# Extract
———

The pilot ‘Local Links’ programmes, run by Common Purpose in four areas of West Yorkshire, were designed to support active networking, skills development and information sharing for locally based decision makers and active citizens.
This report explores whether the scheme was effective, and what benefits this approach has for communities. It examines:
- the benefit of informal networking in communities – meeting other people active and involved in the area, knowing what they do, taking and working together and forging stronger links;
- ways of valuing diversity (in all its aspects) within communities, and enabling participants to see the world through other people’s eyes;
- ways of overcoming some of the barriers to participation faced by local people.
- Local Links as a model of good practice for work with and by communities
An evaluation of this action research project, An evaluation of Local Links: Reviewing a pilot programme to develop active networks in local communities by the Icarus Collective, is also available.
Local Links- developing active networks in local communities
Common Purpose piloted ‘Local Links' to improve neighbourhood networking, support, skills development and information sharing for local decision-makers and active citizens in four Yorkshire areas. The aim was to assist them to be better informed, empowered and more effective in their community roles.
- Local Links programmes enhanced networking in local communities. For many participants this was the key benefit – meeting others actively involved in the area, taking opportunities for working together and forging stronger links.
- The programmes built knowledge and improved understanding of the local area and how it works. Participants felt better informed as a result. They also learned the value of diversity within their community, seeing the world through others' eyes and breaking down barriers.
- Participation increased group members' confidence, particularly those less experienced in public meetings. Participants felt more effective and motivated within the community. Less experienced and less confident participants needed support to take part effectively. It was important to try to overcome barriers (language, gender, culture, class, age) to encourage participation from excluded sections of the community.
- Where individuals were unfamiliar with working together, by building up sufficient group identity and trust it was possible to have profound, honest debates about sensitive issues.

———

# Extracted records
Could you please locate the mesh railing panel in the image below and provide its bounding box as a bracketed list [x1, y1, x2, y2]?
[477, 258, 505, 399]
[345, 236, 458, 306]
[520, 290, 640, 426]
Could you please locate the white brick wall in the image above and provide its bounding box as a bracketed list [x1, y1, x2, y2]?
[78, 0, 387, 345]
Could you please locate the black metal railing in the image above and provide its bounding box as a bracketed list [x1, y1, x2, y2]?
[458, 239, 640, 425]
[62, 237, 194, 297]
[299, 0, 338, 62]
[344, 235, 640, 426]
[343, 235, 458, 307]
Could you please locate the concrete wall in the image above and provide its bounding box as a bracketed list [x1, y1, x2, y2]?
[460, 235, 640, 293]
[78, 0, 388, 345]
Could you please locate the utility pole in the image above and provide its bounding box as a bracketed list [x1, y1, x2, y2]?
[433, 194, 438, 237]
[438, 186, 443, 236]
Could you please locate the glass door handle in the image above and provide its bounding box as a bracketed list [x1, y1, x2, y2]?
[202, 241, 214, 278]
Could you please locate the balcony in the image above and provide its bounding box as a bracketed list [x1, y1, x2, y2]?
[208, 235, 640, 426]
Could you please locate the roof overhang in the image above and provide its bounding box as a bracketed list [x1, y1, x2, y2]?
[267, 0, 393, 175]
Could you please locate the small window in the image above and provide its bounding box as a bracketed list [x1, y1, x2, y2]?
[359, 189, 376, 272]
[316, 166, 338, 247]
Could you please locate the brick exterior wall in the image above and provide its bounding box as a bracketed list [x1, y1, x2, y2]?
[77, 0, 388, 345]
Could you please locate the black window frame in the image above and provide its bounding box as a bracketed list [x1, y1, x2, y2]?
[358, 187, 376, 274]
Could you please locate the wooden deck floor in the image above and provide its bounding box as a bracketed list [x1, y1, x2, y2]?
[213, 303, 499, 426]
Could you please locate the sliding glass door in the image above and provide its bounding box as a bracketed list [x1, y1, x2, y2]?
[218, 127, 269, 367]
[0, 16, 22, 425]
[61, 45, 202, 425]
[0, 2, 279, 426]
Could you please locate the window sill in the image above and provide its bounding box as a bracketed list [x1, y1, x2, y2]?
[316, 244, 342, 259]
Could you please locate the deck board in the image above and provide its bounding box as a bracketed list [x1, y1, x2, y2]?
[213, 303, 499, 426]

———

# Given request 1
Reproduce the part of the Local Links summary starting with "Local Links- developing" and going on through "forging stronger links.".
# Given request 2
Answer these questions from the Local Links summary:
(a) In how many areas of West Yorkshire were the pilot programmes run?
(b) Who produced the evaluation of the action research project?
(c) What barriers to participation does the summary list in parentheses?
# Given request 3
Why does the Local Links summary say it was important to try to overcome barriers such as language, gender, culture, class and age?

# Full output 1
Local Links- developing active networks in local communities
Common Purpose piloted ‘Local Links' to improve neighbourhood networking, support, skills development and information sharing for local decision-makers and active citizens in four Yorkshire areas. The aim was to assist them to be better informed, empowered and more effective in their community roles.
- Local Links programmes enhanced networking in local communities. For many participants this was the key benefit – meeting others actively involved in the area, taking opportunities for working together and forging stronger links.

# Full output 2
(a) Four.
(b) The Icarus Collective.
(c) Language, gender, culture, class and age.

# Full output 3
Overcoming these barriers was meant to encourage participation from excluded sections of the community.